Retype each of the items below word for word, leaving out the pictures.

++++ Information shown

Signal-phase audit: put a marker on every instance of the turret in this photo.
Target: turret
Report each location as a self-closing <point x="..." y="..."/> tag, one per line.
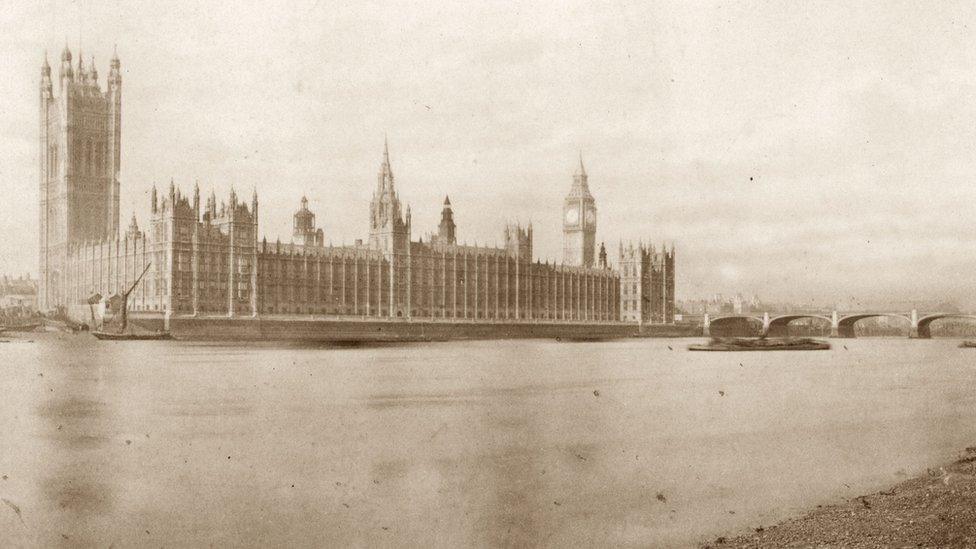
<point x="518" y="241"/>
<point x="46" y="91"/>
<point x="446" y="231"/>
<point x="114" y="83"/>
<point x="67" y="74"/>
<point x="254" y="205"/>
<point x="93" y="74"/>
<point x="196" y="201"/>
<point x="80" y="73"/>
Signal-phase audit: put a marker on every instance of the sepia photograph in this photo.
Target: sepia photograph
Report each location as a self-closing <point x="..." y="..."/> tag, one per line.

++++++++

**Full solution**
Signal-phase audit: put a marker on every instance of the turret in this photo.
Target: turret
Report each location as a self-closing <point x="..." y="..."/> tag, one per line.
<point x="518" y="241"/>
<point x="46" y="91"/>
<point x="446" y="231"/>
<point x="114" y="83"/>
<point x="67" y="74"/>
<point x="254" y="205"/>
<point x="93" y="74"/>
<point x="196" y="201"/>
<point x="80" y="73"/>
Signal-phase audit: put a marker on every instance of the sepia photograph in this photo.
Target: sepia photograph
Report each location as a self-closing <point x="..." y="..."/> tag, one per line.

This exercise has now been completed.